Records from a data source
>>>
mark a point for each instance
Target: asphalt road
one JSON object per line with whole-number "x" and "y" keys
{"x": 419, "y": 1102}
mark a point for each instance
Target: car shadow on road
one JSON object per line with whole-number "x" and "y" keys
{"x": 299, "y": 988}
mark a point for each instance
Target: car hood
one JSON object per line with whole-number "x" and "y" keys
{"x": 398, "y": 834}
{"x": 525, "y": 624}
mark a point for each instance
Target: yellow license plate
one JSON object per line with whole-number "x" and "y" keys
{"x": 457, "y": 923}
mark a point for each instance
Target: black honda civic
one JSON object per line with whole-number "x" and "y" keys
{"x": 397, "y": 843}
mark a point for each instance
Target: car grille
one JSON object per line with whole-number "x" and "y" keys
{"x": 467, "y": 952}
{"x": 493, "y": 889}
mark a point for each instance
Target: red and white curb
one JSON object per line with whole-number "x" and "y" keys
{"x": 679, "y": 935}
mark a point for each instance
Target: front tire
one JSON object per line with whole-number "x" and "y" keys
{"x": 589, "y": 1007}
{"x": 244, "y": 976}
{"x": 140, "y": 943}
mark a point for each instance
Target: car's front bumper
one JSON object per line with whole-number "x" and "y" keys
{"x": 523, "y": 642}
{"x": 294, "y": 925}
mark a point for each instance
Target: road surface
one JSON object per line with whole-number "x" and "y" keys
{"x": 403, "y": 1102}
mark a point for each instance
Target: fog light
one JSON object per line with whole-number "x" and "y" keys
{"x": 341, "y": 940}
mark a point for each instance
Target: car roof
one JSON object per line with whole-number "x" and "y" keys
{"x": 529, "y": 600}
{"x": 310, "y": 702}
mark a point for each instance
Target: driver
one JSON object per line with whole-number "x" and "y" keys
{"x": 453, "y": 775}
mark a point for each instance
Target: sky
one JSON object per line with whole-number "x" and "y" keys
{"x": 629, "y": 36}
<<<
-- What is expected --
How many lines of these entries contain "front"? Answer with the number and nothing else.

-- Answer for this exercise --
2